Segment Open

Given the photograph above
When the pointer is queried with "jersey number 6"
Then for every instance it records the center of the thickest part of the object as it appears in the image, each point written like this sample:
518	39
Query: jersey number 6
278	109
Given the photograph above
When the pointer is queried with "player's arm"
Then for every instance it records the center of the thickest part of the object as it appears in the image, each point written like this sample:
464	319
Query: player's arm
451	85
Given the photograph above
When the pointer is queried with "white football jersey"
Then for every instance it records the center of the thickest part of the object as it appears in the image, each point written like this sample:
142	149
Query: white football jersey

Segment Closed

§ TASK OBJECTIVE:
Copy out, from the listing above, every line that contains the string "with".

§ EXERCISE RESULT:
When the pointer is queried with "jersey number 6"
When the pointer is queried with "player's arm"
When the pointer is queried with "white football jersey"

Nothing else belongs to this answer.